*SHORT TASK*
Could you reproduce every one of the records below line for line, changing nothing?

*RAW RECORDS*
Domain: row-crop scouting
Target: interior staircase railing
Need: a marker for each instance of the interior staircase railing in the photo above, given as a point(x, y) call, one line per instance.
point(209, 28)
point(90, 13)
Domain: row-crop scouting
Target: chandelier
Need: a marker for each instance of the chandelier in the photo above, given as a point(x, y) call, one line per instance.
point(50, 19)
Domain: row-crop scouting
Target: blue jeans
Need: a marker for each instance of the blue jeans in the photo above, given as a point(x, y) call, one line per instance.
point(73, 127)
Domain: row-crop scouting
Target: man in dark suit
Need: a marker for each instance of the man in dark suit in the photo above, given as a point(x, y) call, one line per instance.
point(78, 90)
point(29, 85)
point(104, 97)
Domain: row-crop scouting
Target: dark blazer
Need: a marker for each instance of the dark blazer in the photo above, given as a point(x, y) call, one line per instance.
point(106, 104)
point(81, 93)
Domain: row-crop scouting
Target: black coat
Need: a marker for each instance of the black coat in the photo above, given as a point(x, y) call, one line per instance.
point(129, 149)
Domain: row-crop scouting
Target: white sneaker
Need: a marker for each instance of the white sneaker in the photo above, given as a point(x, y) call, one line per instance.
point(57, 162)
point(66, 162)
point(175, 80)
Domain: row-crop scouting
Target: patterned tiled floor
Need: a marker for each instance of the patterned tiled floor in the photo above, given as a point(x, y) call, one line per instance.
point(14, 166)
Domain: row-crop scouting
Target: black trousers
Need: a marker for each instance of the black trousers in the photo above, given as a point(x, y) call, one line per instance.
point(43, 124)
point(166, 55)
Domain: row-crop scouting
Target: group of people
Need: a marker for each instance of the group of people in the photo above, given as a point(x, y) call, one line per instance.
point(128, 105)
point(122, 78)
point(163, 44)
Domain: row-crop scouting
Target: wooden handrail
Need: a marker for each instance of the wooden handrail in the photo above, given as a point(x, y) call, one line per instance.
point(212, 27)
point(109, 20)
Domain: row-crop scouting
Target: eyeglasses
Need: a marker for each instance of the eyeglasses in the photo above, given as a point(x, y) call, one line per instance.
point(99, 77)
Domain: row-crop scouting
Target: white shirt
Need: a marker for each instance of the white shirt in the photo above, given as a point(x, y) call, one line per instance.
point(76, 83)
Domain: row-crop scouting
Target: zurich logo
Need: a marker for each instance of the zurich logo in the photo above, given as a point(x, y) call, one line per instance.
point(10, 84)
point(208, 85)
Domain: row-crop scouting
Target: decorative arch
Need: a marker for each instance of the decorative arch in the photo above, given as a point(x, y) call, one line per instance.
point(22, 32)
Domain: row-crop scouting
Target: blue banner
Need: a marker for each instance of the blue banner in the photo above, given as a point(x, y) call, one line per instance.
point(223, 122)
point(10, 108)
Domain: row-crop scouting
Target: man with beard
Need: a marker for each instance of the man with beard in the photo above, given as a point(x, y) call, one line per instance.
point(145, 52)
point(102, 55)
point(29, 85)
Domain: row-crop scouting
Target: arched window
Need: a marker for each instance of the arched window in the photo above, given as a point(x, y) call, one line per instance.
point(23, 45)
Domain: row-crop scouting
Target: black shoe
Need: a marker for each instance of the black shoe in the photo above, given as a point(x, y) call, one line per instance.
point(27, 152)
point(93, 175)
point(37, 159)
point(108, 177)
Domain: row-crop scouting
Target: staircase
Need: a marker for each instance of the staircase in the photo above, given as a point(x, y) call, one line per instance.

*SOLUTION TO THIS TASK*
Domain: row-crop scouting
Target: interior staircase railing
Need: a marker for each instance of the interior staircase railing in the photo above, given as a point(x, y) call, one line per instance.
point(209, 28)
point(90, 13)
Domain: row-crop scouting
Target: chandelier
Need: a marker for each instance of the chandelier in the photo above, given as a point(x, y) call, one line per instance.
point(50, 19)
Domain: row-crop scouting
Target: blue jeans
Need: a marker for each instance of the blue jeans in the photo above, given as a point(x, y) call, one line per instance.
point(73, 127)
Domain: row-crop scouting
Target: man in dark suit
Need: a marker for each instance of the man in dark suit in the photo above, given as a point(x, y) call, one line per instance.
point(78, 90)
point(29, 85)
point(104, 97)
Domain: row-crop scouting
Target: dark blazer
Need: a marker for each instance of the dark blazer in the photo above, given as a point(x, y) call, one line per instance.
point(106, 104)
point(81, 93)
Domain: row-crop scouting
Target: black coat
Need: a marker for each instance of the black coat in the photo above, given as a point(x, y) call, one line per instance.
point(129, 149)
Domain: row-crop scouting
Target: white sneaker
Need: a marker for each instance of the white sneaker in the photo above, given as a point(x, y) call, one line per instance.
point(57, 162)
point(66, 162)
point(175, 80)
Domain: row-crop scouting
Target: patterned tiled floor
Need: a marker for each instance of the patterned tiled floor in the photo above, given as a point(x, y) call, one line per instance.
point(14, 166)
Domain: row-crop scouting
Target: black trousers
Need: a marker for each instance of the black trousers in the photo above, given as a point(x, y) call, one line per instance.
point(43, 124)
point(166, 55)
Domain: row-crop scouting
Target: group of people
Need: a marker for each instance of the group of people in the photo above, given as a point(x, y) call, one line per instance.
point(128, 105)
point(122, 78)
point(163, 44)
Domain: row-crop scouting
Target: wooden handrail
Need: a marker for each instance of the wooden handrail in the photo above, given as a point(x, y) call, one line per instance.
point(212, 27)
point(109, 20)
Domain: row-crop scouting
Target: eyeglasses
Need: a marker for each instance of the eyeglasses in the photo above, given as a point(x, y) call, one line per instance.
point(99, 77)
Domain: row-crop scouting
Target: white shirt
Need: a marker for each instance of the white shirt in the photo above, given as a point(x, y) call, one line per instance.
point(76, 83)
Domain: row-crop scouting
Target: zurich logo
Need: a marker for each instance of the zurich logo in the photo above, given as a point(x, y) call, one line per instance.
point(10, 84)
point(208, 85)
Domain: row-crop scouting
Target: decorative arch
Need: a marker for each instance of the decorative arch in the photo above, given as a point(x, y) call, one line per instance.
point(22, 32)
Domain: row-crop scouting
Target: blue banner
Need: a marker for each instance of the blue banner in the photo above, given as a point(x, y) call, one line per instance.
point(223, 122)
point(10, 108)
Domain: row-crop scouting
Target: man with beard
Need: a marker for each instance of the man with beard in the photo above, given as a point(x, y) call, one line per instance.
point(145, 52)
point(102, 55)
point(29, 85)
Domain: row-crop scouting
Target: arched window
Need: a marker for each instance of the arched window in the photo above, given as a point(x, y) call, one line per instance.
point(23, 45)
Domain: row-crop scouting
Target: black shoe
Need: a marker for each instance of the black shoe in the photo above, given as a point(x, y) call, one line per instance.
point(27, 152)
point(93, 175)
point(37, 159)
point(108, 177)
Domain: row-crop scouting
Target: staircase
Need: a marker for each instance of the staircase in the photo above, given as a point(x, y) call, one line per instance.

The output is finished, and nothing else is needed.